§ **Your goal**
Please find every line in the data below that contains the word "green" and copy each of those lines.

§ **Information shown**
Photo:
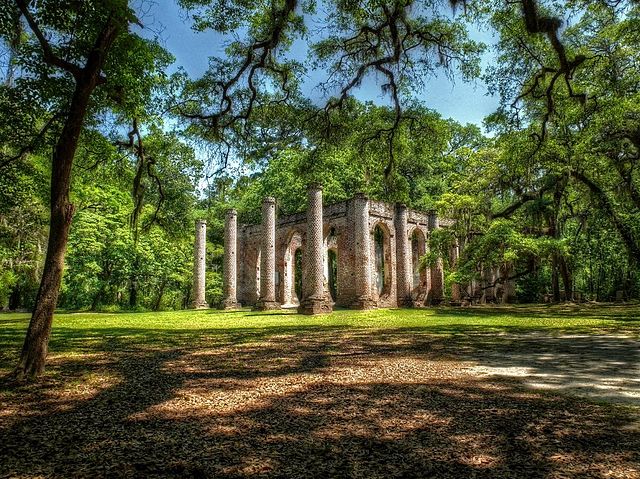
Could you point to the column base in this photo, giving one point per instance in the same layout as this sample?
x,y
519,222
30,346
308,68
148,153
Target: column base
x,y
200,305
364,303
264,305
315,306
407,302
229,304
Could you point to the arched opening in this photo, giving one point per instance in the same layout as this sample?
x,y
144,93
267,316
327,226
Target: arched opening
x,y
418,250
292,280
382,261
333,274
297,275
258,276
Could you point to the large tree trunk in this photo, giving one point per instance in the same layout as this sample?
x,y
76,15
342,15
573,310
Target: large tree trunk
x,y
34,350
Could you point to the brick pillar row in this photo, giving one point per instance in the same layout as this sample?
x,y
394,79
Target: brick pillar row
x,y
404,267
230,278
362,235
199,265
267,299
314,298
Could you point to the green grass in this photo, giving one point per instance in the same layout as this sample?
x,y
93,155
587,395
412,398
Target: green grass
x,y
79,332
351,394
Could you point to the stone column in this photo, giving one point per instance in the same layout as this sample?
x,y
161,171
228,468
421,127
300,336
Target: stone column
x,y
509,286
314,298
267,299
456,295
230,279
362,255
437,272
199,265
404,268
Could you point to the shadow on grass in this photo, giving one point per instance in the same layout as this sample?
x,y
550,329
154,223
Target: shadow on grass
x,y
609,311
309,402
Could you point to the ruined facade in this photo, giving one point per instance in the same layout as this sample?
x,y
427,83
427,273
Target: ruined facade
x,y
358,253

--

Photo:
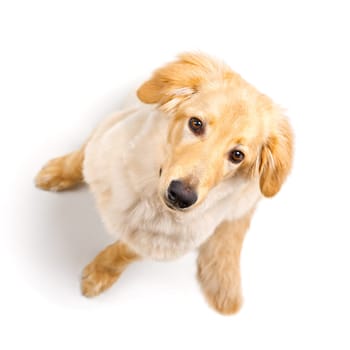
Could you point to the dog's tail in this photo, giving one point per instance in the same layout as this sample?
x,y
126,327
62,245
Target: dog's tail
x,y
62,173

§ **Expected answer**
Could you point to the green grass in this photo, giving one point per instance in the same layout as this sample?
Target: green grass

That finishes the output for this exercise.